[Natural-language object grounding data]
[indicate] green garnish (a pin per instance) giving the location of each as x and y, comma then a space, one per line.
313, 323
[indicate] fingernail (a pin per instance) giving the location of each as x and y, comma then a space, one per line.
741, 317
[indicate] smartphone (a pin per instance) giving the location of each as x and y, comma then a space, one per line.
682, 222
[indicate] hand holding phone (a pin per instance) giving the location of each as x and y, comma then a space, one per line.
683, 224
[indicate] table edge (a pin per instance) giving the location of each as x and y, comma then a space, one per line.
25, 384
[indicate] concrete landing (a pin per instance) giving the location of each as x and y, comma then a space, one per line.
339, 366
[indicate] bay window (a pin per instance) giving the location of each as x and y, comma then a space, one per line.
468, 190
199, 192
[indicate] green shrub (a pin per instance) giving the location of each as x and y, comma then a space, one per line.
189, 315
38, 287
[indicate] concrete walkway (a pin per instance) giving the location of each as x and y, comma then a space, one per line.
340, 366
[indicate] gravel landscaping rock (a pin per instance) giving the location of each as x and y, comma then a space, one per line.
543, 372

» REQUIRED WORK:
Output must be limited to the lines beginning with the one that contains "[indicate] bay window" and ending with the last line of the entries, reproduced exactly.

» COMPLETED EXERCISE:
[indicate] bay window (a pin per instance) giving the location of each as x and y, comma then a space, one per line.
468, 190
199, 192
[indicate] green shrub (a pin per instance) giving the location of each as x and y, comma then a space, one per line.
189, 315
38, 287
[indicate] concrete walkway (a pin per instance) giving the location of each as x and y, comma then a space, one per line.
340, 366
[indicate] gravel landscaping rock (a pin per instance) giving the location of each as x and y, comma then a space, one per line.
543, 372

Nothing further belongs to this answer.